# [TEXTO]
^^^^^^^^
Estômago produz antibiótico natural

Cientistas japoneses identificaram um antibiótico natural contra a bactéria Helicobacter pylori , associada a 90% dos casos de câncer no estômago e principal causadora de doenças estomacais como gastrite e úlcera. O ‘remédio’ seria composto pela associação de uma proteína e um carboidrato encontrados na porção inferior do estômago humano. O estudo, feito por pesquisadores do Instituto Burnham nos Estados Unidos, foi publicado na revista Science em 13 de agosto.

A bactéria H. pylori tem forma de espiral, vive na mucosa do estômago de primatas e está ligada ao desenvolvimento de várias doenças gástricas

Mais de 50% da população mundial está infectada com a H.pylori , mas a maioria das pessoas não é afetada ou possui uma defesa natural contra os efeitos prejudiciais da doença. Não se conhece ainda a causa dessa imunidade: os cientistas podem ter achado a explicação para ela e encontrado um caminho para curar ou prevenir essas doenças estomacais.

A H.pylori se desenvolve normalmente na camada superficial da mucosa e revestimento do estômago, sendo muito raro encontrá-la em porções mais profundas desse órgão. Os pesquisadores desvendaram o porquê: nessa parte do estômago as células da mucosa secretam uma classe particular de glicoproteínas (o-glicanos) ligada a um carboidrato específico (alfa 1,4-N-acetilglucosamina). Essa união funciona como um antibiótico natural, um mecanismo de defesa contra a bactéria.
^^^^^^^^
# [INSTRUÇÃO DA TAREFA 1]
Em que revista foi publicado o estudo descrito no texto sobre o antibiótico natural do estômago?
# [INSTRUÇÃO DA TAREFA 2]
Reescreva o trecho do texto sobre o antibiótico natural do estômago, desde "A H.pylori se" até "contra a bactéria.", inclusive, mudando "camada superficial" para "camada externa".
# [INSTRUÇÃO DA TAREFA 3]
Escreva a continuação do texto sobre o antibiótico natural produzido pelo estômago, começando logo após a última frase.

# [SEGMENTO DE DADOS]
^^^^^^^^
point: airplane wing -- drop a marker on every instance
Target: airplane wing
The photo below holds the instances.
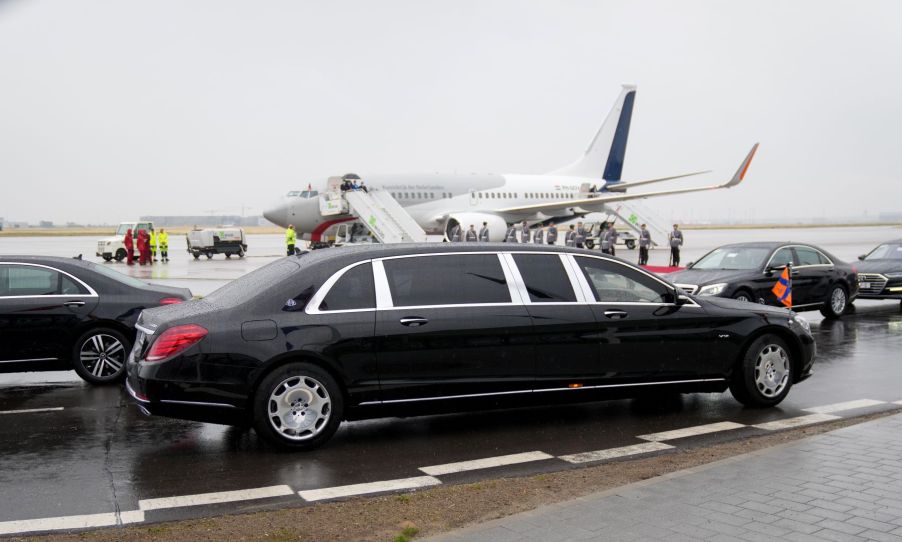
^^^^^^^^
# [ÁREA DE RESPOSTA 1]
Na revista Science.

# [ÁREA DE RESPOSTA 2]
A H.pylori se desenvolve normalmente na camada externa da mucosa e revestimento do estômago, sendo muito raro encontrá-la em porções mais profundas desse órgão. Os pesquisadores desvendaram o porquê: nessa parte do estômago as células da mucosa secretam uma classe particular de glicoproteínas (o-glicanos) ligada a um carboidrato específico (alfa 1,4-N-acetilglucosamina). Essa união funciona como um antibiótico natural, um mecanismo de defesa contra a bactéria.

# [ÁREA DE RESPOSTA 3]
Os pesquisadores clonaram em laboratório a proteína ligada ao carboidrato e isolaram células de uma parte da camada do estômago que a bactéria costuma habitar para aplicar a substância. “Na presença dessa secreção, a H.pylori sofreu bloqueio na biossíntese de um componente de sua parede celular, essencial para sua sobrevivência, o que fez com que ela perdesse o formato e a mobilidade e eventualmente morresse”, explica à CH On-line o biólogo Jun Nakayama, um dos autores do estudo.

Nakayama esclarece que essa capacidade de destruir a parede celular da bactéria tem efeitos semelhantes aos acarretados pela introdução de antibióticos no organismo humano. “Esta é a primeira vez que se observa em um glicoproteína humana essa capacidade de funcionar como antibiótico”, afirma. “Isso nos fornece uma base essencial para o design de drogas seguras — sem contra-indicações — no tratamento de úlceras e na prevenção de câncer no estômago associado a H.pylori .”

Os pesquisadores agora estão estudando a possibilidade de criar vacas e grãos de soja geneticamente modificados com a intenção de produzir um leite que contenha em sua composição a proteína e o carboidrato em questão. “Seria uma forma de erradicar a infecção por H.pylori e eliminar o câncer de estômago ligado a ela”, conclui Nakayama.